*** Opening of Input material ***

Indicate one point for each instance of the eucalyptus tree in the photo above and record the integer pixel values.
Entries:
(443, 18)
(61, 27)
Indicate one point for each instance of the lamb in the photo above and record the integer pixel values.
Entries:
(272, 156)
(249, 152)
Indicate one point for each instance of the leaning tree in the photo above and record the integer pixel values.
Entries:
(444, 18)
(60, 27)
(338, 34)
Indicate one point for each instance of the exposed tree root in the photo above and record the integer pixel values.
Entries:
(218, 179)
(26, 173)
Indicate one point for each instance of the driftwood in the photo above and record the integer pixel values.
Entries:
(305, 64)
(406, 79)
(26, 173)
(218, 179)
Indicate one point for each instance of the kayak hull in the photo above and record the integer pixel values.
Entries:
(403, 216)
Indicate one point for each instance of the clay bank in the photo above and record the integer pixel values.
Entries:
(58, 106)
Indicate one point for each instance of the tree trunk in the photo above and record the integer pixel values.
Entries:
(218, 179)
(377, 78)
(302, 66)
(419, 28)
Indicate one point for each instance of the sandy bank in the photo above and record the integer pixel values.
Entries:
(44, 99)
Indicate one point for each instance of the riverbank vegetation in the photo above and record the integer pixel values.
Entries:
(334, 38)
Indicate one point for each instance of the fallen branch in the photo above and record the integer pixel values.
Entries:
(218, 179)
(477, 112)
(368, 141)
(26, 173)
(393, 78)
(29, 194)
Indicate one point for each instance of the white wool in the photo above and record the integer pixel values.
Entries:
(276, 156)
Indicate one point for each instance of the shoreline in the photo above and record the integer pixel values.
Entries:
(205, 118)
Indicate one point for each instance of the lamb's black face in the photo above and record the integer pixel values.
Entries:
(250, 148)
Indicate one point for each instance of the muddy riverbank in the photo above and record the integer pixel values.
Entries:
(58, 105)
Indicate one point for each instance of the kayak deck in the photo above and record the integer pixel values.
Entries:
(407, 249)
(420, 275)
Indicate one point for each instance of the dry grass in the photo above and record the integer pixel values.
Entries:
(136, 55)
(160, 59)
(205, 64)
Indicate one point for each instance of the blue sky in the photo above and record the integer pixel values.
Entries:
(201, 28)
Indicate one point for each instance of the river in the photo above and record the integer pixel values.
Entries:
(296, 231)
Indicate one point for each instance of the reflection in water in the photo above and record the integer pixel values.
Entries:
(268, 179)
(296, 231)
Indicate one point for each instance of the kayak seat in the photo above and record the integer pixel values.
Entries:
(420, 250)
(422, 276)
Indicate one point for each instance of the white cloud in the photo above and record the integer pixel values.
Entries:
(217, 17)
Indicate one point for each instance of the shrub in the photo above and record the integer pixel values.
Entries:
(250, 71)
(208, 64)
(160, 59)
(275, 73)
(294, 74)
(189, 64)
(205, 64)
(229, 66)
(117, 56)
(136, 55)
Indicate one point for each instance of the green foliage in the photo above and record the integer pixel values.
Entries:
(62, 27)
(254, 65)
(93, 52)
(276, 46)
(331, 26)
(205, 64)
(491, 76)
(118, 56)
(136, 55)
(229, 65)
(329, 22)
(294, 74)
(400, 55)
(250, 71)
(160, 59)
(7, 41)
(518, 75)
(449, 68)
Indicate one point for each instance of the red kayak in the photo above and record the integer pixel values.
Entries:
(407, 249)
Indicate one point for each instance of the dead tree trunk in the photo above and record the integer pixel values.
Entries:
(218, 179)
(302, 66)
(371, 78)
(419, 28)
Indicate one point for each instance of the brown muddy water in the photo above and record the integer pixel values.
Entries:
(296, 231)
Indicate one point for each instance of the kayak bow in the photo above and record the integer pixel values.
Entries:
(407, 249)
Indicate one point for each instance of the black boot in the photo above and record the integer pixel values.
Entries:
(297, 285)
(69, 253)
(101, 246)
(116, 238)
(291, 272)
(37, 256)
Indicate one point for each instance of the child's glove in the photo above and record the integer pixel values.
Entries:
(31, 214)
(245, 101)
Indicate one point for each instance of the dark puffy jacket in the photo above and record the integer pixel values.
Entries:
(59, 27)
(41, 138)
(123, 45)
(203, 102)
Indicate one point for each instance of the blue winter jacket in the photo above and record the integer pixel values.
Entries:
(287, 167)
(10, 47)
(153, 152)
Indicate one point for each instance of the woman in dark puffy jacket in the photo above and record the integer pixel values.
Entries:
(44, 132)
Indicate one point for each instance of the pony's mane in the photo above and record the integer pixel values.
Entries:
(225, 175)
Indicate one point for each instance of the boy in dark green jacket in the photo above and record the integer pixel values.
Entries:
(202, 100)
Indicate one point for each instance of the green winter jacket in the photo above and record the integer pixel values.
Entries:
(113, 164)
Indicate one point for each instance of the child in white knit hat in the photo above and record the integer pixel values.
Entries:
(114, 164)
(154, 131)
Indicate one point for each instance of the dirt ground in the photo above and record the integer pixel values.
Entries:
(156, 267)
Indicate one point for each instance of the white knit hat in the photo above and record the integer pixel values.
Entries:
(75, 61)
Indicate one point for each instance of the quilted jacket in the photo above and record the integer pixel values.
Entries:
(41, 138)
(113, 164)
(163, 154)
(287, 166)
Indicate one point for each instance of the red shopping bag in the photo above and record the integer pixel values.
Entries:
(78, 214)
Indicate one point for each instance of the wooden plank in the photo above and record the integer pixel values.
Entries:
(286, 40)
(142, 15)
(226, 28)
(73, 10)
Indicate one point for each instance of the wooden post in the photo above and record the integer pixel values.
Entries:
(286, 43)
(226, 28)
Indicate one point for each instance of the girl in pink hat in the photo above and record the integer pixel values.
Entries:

*** Close of Input material ***

Report each line of the entries where the word "green" occurs.

Indicate one point for each instance of the green foliage in the photo above and record the integer pixel values.
Indicate one point for each instance of the boy in dark green jacket in the photo above and record the integer pixel values.
Indicate one point for each instance of the green winter jacket in the photo above and record the integer pixel values.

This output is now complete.